Task brief: Starting with the line that mentions "Target: wooden post", repeat each line verbatim until the entries end, both ends included.

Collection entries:
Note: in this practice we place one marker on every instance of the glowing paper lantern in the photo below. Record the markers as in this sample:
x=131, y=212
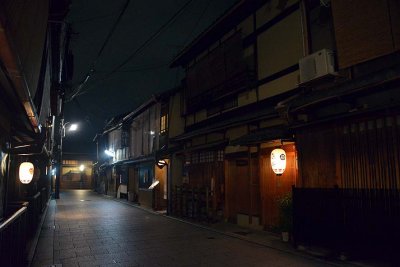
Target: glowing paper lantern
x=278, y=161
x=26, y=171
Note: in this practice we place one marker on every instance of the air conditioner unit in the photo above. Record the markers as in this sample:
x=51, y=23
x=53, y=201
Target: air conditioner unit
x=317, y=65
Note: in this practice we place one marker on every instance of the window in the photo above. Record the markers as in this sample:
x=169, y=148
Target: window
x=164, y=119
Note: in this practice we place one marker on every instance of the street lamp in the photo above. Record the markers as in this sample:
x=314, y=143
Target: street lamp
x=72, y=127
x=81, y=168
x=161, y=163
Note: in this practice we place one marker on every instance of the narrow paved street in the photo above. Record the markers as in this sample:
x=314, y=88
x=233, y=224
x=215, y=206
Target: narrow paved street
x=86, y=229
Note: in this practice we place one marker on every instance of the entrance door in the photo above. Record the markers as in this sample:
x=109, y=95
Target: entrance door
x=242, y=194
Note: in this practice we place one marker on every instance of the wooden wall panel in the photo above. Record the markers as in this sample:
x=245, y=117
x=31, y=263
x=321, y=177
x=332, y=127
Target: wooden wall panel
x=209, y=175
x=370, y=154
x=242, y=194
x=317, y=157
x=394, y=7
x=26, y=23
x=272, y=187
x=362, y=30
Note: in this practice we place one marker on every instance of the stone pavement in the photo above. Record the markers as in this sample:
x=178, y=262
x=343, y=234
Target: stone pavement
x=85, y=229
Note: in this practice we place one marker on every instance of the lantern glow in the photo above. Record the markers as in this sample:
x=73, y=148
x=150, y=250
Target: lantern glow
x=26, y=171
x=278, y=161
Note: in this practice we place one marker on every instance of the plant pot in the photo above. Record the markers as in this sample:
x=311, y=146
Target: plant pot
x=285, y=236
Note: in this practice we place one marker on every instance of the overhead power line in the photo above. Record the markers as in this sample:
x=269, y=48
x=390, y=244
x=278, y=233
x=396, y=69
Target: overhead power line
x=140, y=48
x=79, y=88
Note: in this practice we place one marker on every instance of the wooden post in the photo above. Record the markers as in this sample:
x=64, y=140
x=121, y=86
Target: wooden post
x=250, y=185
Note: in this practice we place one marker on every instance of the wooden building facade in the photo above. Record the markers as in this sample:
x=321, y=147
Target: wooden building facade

The completed task:
Target: wooden post
x=250, y=185
Note: in this practice we place one marker on every instance of the wooden building facade in the photo above. Record the markers as in this sample:
x=321, y=147
Target: wooden building facade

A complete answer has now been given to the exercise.